> [GIVEN TASK]
Which lines in the material below contain the word "arched"? List each of them in full.

[Point annotation data]
>> Start

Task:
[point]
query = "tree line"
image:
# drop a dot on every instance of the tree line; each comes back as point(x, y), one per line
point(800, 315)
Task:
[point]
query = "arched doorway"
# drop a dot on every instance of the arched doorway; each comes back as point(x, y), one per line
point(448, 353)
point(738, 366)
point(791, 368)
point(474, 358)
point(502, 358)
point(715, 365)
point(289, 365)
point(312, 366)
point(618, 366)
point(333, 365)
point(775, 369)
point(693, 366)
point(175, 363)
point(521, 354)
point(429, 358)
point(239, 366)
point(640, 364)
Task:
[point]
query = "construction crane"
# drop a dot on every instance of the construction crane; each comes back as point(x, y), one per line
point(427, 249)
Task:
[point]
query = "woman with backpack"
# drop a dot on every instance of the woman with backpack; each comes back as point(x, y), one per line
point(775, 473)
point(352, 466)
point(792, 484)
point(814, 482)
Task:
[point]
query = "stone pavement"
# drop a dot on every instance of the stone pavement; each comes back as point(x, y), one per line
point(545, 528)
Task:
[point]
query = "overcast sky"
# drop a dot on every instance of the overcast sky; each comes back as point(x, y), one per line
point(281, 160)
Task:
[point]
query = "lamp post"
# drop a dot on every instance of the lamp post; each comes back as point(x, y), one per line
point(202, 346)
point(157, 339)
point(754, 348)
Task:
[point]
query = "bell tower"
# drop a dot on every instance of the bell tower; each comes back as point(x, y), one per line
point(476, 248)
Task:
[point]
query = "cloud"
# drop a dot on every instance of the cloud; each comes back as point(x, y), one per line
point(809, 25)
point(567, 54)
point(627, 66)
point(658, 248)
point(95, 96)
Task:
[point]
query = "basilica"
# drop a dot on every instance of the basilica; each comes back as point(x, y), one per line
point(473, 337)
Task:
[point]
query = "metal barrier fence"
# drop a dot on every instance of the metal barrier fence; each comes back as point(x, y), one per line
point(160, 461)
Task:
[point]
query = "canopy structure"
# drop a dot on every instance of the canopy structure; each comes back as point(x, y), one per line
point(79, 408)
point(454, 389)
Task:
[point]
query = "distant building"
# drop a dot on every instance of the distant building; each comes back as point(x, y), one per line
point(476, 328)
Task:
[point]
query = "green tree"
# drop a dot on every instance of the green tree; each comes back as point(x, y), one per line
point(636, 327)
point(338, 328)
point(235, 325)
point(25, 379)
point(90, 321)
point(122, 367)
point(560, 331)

>> End
>> Start

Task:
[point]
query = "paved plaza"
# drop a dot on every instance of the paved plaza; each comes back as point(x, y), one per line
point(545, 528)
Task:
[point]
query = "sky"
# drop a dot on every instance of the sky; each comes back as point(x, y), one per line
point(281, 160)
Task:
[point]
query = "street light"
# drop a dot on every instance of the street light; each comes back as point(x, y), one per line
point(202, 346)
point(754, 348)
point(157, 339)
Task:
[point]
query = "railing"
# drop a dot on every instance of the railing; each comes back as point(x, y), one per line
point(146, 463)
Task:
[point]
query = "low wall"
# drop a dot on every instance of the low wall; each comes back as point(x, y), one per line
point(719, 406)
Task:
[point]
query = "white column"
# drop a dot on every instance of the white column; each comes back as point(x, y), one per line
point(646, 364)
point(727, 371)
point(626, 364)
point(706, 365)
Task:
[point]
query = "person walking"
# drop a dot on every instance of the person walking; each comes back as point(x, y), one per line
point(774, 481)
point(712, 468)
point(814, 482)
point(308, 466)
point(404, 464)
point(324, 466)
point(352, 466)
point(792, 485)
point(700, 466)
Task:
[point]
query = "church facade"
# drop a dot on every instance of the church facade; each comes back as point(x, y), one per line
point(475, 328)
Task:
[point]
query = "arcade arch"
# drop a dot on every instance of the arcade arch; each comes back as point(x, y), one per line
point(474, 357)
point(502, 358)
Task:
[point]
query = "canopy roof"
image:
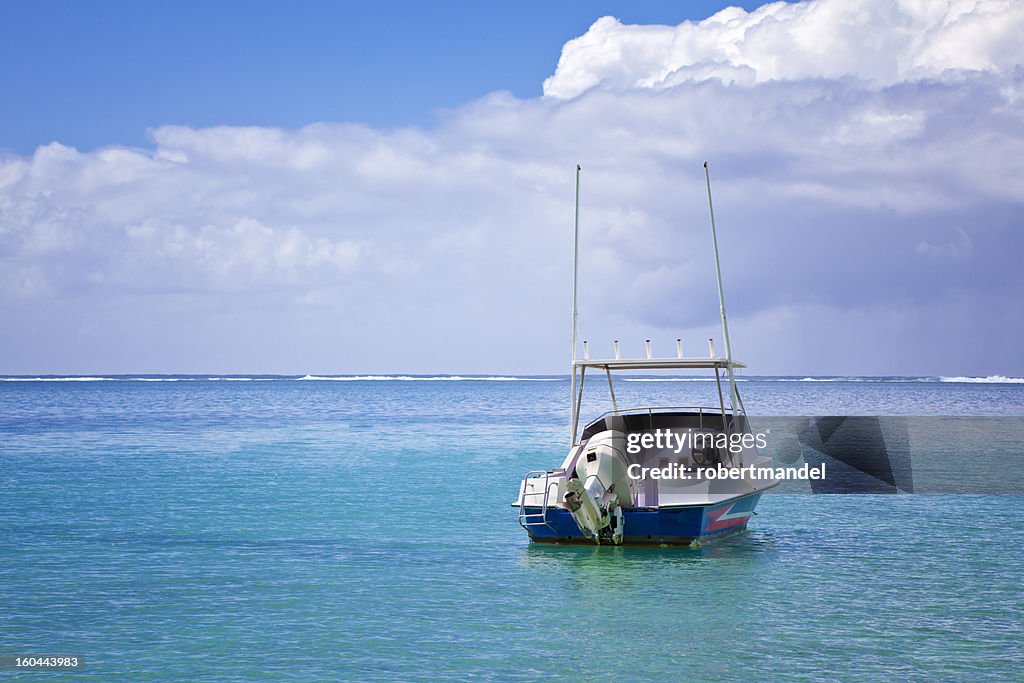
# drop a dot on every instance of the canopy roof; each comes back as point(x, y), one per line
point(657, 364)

>> End
>> Start

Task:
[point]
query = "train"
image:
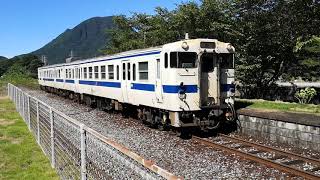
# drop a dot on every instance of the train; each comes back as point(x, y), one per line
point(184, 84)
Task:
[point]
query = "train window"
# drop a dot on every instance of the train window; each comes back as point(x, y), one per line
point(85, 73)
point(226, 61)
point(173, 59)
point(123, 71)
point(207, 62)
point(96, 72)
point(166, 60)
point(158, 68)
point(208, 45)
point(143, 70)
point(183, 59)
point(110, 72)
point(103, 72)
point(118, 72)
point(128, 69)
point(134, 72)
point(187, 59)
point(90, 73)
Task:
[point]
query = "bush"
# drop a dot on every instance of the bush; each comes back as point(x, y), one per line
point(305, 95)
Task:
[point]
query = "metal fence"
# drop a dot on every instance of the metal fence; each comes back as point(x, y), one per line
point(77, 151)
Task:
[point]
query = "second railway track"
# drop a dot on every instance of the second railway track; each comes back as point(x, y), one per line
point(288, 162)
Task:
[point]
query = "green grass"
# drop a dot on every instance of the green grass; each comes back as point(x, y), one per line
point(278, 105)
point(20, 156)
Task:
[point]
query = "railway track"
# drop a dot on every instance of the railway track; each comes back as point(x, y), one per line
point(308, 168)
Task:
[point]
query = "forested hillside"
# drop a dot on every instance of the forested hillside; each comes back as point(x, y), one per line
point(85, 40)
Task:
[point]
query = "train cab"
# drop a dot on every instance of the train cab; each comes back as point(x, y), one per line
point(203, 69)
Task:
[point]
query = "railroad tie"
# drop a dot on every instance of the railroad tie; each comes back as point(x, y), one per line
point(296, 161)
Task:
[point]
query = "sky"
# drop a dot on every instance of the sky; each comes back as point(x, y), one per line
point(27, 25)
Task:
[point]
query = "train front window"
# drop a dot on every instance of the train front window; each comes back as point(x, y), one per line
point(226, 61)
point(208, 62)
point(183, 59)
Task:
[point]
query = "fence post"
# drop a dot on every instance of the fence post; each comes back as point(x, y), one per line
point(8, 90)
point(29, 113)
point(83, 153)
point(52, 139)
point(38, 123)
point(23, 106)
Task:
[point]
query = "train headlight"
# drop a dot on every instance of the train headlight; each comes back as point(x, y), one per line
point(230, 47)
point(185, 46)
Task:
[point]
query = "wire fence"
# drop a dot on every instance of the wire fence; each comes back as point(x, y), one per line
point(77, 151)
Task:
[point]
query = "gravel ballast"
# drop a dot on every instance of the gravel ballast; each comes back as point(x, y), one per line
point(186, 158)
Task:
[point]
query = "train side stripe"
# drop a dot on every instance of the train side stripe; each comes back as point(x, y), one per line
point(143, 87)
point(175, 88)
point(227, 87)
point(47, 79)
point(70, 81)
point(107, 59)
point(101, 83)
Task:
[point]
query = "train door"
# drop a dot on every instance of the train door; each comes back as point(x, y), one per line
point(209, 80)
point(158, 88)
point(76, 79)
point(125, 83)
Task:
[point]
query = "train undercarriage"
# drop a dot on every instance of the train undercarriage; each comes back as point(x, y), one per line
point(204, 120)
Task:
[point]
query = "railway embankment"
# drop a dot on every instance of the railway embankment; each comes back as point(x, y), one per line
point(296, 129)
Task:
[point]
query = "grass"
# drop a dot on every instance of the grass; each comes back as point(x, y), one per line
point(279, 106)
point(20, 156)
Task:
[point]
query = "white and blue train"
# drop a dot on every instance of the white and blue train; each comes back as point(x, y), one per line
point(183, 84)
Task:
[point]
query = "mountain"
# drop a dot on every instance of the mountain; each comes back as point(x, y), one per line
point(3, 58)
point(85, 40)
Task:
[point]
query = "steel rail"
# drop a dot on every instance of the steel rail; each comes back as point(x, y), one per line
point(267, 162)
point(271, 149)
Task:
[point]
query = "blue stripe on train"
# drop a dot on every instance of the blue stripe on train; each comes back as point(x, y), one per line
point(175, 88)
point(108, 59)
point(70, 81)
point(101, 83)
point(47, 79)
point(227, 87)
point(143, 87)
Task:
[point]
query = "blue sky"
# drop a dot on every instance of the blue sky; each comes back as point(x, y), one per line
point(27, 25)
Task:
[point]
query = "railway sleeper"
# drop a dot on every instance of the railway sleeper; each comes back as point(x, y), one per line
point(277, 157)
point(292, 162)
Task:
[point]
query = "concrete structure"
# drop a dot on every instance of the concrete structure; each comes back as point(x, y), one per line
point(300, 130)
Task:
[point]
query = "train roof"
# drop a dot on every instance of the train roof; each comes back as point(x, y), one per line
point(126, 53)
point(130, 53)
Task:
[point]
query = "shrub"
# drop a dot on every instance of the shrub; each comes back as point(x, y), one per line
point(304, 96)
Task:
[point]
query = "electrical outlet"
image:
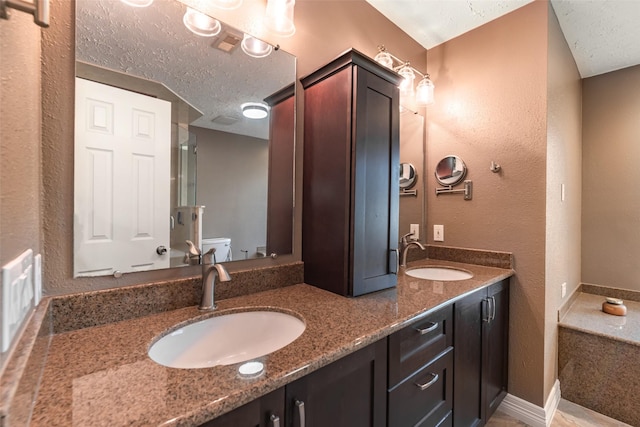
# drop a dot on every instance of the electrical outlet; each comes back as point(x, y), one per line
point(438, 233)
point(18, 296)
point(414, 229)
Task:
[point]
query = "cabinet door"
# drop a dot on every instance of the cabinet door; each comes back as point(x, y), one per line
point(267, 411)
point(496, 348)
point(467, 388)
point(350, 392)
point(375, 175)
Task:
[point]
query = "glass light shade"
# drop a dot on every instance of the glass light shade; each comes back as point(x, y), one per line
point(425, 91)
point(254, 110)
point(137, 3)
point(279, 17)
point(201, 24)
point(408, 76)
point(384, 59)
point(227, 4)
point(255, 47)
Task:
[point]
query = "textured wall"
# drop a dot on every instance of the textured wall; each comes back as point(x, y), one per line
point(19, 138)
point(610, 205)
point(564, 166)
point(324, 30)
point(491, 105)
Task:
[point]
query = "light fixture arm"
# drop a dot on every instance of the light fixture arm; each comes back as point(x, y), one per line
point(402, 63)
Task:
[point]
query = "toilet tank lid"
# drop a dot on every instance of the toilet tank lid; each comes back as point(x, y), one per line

>> End

> [SOLUTION]
query = "arched doorway"
# drop a dot on every instance of the arched doorway; each comes back as point(x, y), one per line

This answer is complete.